*WHAT THE TASK ASKS:* Give every entry again precisely as it appears.

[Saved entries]
▬▬▬▬▬▬

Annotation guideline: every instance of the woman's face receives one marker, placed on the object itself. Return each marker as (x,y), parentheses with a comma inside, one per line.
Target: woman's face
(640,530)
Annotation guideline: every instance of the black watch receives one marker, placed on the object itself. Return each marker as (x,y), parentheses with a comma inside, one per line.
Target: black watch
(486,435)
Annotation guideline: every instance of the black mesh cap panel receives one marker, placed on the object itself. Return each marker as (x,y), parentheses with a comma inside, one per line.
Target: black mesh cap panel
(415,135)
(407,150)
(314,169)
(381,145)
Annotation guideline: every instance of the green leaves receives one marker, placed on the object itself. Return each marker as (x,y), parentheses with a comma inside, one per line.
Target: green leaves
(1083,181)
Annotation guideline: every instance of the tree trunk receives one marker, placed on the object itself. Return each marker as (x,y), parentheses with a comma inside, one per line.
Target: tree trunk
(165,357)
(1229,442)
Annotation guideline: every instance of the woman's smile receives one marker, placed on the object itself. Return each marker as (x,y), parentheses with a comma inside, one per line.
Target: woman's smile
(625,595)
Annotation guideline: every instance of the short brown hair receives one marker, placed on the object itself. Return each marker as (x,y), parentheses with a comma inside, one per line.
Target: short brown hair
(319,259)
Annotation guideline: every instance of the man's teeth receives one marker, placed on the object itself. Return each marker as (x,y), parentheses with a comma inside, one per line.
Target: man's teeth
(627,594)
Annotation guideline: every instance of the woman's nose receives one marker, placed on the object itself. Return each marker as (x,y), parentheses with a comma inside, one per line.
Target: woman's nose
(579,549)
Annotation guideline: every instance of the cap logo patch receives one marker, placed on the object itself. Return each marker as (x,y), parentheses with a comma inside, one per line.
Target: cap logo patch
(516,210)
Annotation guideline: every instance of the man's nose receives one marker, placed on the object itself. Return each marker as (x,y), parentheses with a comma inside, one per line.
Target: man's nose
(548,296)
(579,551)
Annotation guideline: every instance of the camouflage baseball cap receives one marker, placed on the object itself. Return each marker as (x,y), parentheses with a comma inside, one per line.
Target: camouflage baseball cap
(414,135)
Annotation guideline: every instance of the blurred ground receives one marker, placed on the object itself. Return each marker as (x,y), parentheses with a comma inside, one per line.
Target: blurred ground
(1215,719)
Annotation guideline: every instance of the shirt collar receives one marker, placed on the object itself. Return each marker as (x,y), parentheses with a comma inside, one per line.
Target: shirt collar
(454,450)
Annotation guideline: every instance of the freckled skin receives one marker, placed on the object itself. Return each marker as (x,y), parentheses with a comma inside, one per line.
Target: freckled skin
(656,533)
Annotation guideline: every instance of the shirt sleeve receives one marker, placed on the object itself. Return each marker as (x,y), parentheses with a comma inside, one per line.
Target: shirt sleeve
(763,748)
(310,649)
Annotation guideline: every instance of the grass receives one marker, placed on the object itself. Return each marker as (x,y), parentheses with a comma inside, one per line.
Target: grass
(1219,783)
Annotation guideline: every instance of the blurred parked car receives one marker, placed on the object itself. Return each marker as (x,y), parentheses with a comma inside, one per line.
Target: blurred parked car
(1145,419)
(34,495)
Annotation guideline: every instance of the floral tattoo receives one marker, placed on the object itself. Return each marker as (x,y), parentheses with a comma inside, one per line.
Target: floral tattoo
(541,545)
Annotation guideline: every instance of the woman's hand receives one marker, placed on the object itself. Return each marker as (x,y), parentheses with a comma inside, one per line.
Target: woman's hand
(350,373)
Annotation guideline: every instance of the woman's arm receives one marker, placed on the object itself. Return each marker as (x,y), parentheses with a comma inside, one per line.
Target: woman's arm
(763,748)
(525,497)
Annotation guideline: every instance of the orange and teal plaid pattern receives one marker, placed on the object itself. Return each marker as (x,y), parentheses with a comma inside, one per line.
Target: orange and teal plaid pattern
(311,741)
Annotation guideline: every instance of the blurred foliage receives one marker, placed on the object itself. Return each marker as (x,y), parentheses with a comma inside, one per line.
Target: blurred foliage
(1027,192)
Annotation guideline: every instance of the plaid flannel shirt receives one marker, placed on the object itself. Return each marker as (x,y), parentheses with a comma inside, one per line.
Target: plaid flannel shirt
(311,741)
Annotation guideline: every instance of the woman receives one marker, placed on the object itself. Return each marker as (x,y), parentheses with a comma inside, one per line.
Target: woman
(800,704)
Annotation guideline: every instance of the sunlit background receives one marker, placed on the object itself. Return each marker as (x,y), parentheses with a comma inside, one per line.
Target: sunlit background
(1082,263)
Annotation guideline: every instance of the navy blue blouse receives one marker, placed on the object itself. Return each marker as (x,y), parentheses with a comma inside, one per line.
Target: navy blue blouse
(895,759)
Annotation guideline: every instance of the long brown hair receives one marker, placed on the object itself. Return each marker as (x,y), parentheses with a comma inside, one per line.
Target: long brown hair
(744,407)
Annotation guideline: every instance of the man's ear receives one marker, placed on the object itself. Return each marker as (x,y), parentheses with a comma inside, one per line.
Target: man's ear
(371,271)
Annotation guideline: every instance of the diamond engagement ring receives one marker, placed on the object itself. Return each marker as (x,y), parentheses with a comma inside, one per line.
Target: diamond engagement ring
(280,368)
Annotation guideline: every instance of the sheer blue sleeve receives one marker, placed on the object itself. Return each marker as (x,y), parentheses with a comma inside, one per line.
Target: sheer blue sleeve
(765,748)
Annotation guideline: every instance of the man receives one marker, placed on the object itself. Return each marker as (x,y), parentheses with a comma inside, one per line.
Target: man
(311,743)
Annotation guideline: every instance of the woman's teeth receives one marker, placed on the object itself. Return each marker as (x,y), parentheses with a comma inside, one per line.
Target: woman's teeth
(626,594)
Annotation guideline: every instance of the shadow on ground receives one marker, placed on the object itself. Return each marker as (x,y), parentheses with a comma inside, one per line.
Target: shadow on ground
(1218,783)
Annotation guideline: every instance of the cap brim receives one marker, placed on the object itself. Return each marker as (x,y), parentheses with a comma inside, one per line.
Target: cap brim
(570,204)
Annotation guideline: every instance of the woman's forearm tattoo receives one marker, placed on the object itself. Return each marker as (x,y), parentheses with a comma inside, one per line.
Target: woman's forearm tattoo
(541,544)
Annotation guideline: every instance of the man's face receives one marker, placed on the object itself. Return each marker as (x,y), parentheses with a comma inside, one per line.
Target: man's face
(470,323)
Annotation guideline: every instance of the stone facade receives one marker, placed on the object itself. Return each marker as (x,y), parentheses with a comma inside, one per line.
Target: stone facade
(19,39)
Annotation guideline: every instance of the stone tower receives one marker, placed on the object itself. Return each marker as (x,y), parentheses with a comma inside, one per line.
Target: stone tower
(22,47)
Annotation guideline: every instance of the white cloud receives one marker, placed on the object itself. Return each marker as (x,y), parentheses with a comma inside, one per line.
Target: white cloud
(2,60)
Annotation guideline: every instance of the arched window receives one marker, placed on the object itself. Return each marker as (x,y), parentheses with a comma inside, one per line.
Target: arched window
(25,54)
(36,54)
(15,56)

▬▬▬▬▬▬

*THE ANSWER:*
Annotation guideline: every instance of the woman's face receives one marker, placed on the object itself. Return each marker as (x,y), parentheses with a comma inside, one per line.
Target: woman's face
(640,530)
Annotation guideline: every instance of the black watch receives one marker, placed on the object itself. Return each marker as (x,y), parentheses with a comma inside, one per line.
Target: black watch
(486,435)
Annotation guideline: every instance of the black mesh cap panel receives one marker, placed on the object itself. Return each marker as (x,y), parentheses with a comma inside, one per line.
Target: black mesh cap panel
(415,135)
(407,150)
(314,169)
(381,145)
Annotation guideline: every instance of the green leaves receives one marker, placed on the object itself. Return each marker as (x,y), parentheses with a comma inside, one per line.
Target: green leaves
(1083,181)
Annotation guideline: every instance of the tree trunk receives one marker, placed on the object itself. Return each marker as (x,y), parentheses with a comma inside, one per line.
Target: tree trunk
(165,357)
(1229,442)
Annotation guideline: every instance of the woman's smile receives one marker, placed on the object itself. Return each marker as (x,y), parentheses with a comma inside, one per line.
Target: woman's smile
(625,595)
Annotation guideline: every instance of the short brown hair receives one marker, placed on the object itself. Return each marker as (x,y), parentheses with a comma inside, one per line.
Target: short brown hair
(319,259)
Annotation guideline: every instance of the man's teeth receives one marker, placed on the object itself. Return each marker as (x,y), parentheses with a comma inside, one per line.
Target: man's teeth
(627,594)
Annotation guideline: every instance of the woman's nose receives one marker, placed on the object itself. Return each marker as (x,y), parentheses with a comma inside, one per line.
Target: woman's nose
(579,549)
Annotation guideline: every instance of the cap logo patch receives one marker, placed on the object itself. Return each marker as (x,y), parentheses with a comma inside, one per line.
Target: cap logo patch
(516,210)
Annotation guideline: every instance of the man's nose receives one marker, placed on the object itself. Return each marker as (x,y), parentheses with a comma inside, one per line.
Target: man's nose
(548,296)
(579,551)
Annotation guideline: every instance of the camouflage baseball cap receives one marker, placed on the object itself. Return each marker as (x,y), parentheses with a comma inside, one per line.
Target: camouflage baseball cap
(414,135)
Annotation guideline: every instance of the blurred ground receives one marker, placed on the object itself. Return each marker as (x,y), parentheses with a comma inside, one per line.
Target: blurred ground
(1215,719)
Annotation guideline: every instance of the shirt collar receives one marker, placed on the object itself. Return each marker as (x,y), parentheses with a comma inside, one per line.
Target: shirt collar
(454,450)
Annotation guideline: every instance of the freckled skin receives one marker, placed on the object itself. Return each marker as (x,y), parentheses with a comma inside, one per line.
Target: freckled skin
(656,533)
Annotation guideline: every instance of the shirt sleeve receives one marker, placed on the object itself. Return each marker as (x,y), parentheses with a comma inside, one per line.
Target: shirt sleeve
(763,748)
(310,649)
Annotation guideline: every instance of the grass receives one marker, placed on the object itself. Return each marker as (x,y), parentheses with a comma inside, one per line.
Target: grass
(1219,783)
Annotation guideline: every instance of the blurred parked car receives one marker, placed on the object itself. Return each marker as (x,y), parentheses with a comma inside, one per line.
Target: blurred parked car
(1145,419)
(34,495)
Annotation guideline: every instance of the floral tattoo receives one marker, placed on the object itself. Return each marker as (x,y), parentheses with a comma inside, one per line.
Target: floral tattoo
(541,545)
Annotation guideline: every instance of the woman's hand receives one marker, placed on the object itself. Return each marker as (x,y), parentheses with a comma inside, one per line.
Target: woman's hand
(350,373)
Annotation guideline: every instance of the woman's arm receives one marker, placed on the object itself. Return each marker as (x,y), parentheses with a comma inside, one per line.
Target: woman's arm
(763,748)
(525,497)
Annotation guideline: every instance of the orange and teal plaid pattern receives one marker, placed on the object itself. Return each marker as (x,y), parentheses with a comma inside, one per line.
Target: orange and teal plaid pattern
(311,741)
Annotation guideline: every instance of the blurred foliage receives one marker, placed on the object itself. Return each marker as (x,y), parentheses with a comma inside, one per line.
Target: blurred foliage
(1027,192)
Annotation guideline: every instance of the plaid flannel shirt receives one marker, placed on the object itself. Return each marker as (x,y), parentheses with a comma inside, one per line.
Target: plaid flannel shirt
(311,741)
Annotation guideline: every instance of the woman receives one marker, placed on the object itself. Return each marker as (x,y), parentheses with a comma inside, one per line.
Target: woman
(800,704)
Annotation guideline: every instance of the sunlit background receives one marker, placed on the object itself. Return each marker as (x,y), parentheses with a comma inside, one per line.
Target: sunlit background
(1082,263)
Annotation guideline: every instance of the navy blue blouse receives one marker, placed on the object itself. Return each marker as (x,y), parentheses with a comma inside, one per line.
Target: navy blue blouse
(895,759)
Annotation guideline: every instance of the long brown hair receives one marker, placed on the object itself. Return each marker as (x,y), parentheses with a comma inside, one per line.
Target: long brown hair
(744,407)
Annotation guideline: every instance of the man's ear receives one marker, placed on the object itself. Return each marker as (x,y), parentheses with a comma inside, one per line.
Target: man's ear
(371,271)
Annotation guideline: every instance of the diamond engagement ring receives one marker, placed on the object itself. Return each marker as (x,y), parentheses with a comma inside, one per line.
Target: diamond engagement ring
(280,368)
Annotation guideline: every instance of the sheer blue sleeve receives one marker, placed on the object itself. Return each marker as (x,y), parentheses with a comma inside, one per line.
Target: sheer blue sleeve
(765,748)
Annotation guideline: every instance of the man receives one marker, placed on the object itself. Return each marker as (x,y), parentheses with a comma inside, one per line.
Target: man
(311,743)
Annotation guideline: every instance of the woman's teeth receives one marker, placed on the object itself. Return each marker as (x,y), parentheses with a comma inside, one per line.
Target: woman's teeth
(626,594)
Annotation guideline: every instance of the shadow on ground receives one marker, placed on the object itself. Return each marker as (x,y), parentheses with a comma inside, one per line.
Target: shadow on ground
(1218,783)
Annotation guideline: every instance of the cap brim receives one marker, placed on the object itself. Return each marker as (x,y), parentheses with a comma inside, one per line.
Target: cap brim
(570,204)
Annotation guideline: every instance of the woman's forearm tattoo receives one marker, placed on the object itself. Return each marker as (x,y), parentheses with a comma inside, one per line.
Target: woman's forearm tattoo
(541,544)
Annotation guideline: every instance of the man's face receives one marker, placed on the object itself. Return each marker as (x,y), parentheses with a comma inside, one per line.
Target: man's face
(470,323)
Annotation guideline: every instance of the stone facade receives one marker, placed on the object itself. Return each marker as (x,y), parentheses with a comma inside, one per line.
Target: stone facade
(19,39)
Annotation guideline: every instance of the stone tower receives one marker, placed on the object itself. Return each marker as (x,y), parentheses with a comma inside, one per line.
Target: stone tower
(22,47)
Annotation guideline: every instance of the white cloud receives one marker, placed on the object itself. Return each marker as (x,y), parentheses with a comma inside, one per line.
Target: white cloud
(2,60)
Annotation guideline: every instance of the arched window receives one marker, placed on the object itself. Return each marker as (x,y), parentheses with a comma inside, one per line.
Target: arched window
(25,54)
(36,54)
(15,56)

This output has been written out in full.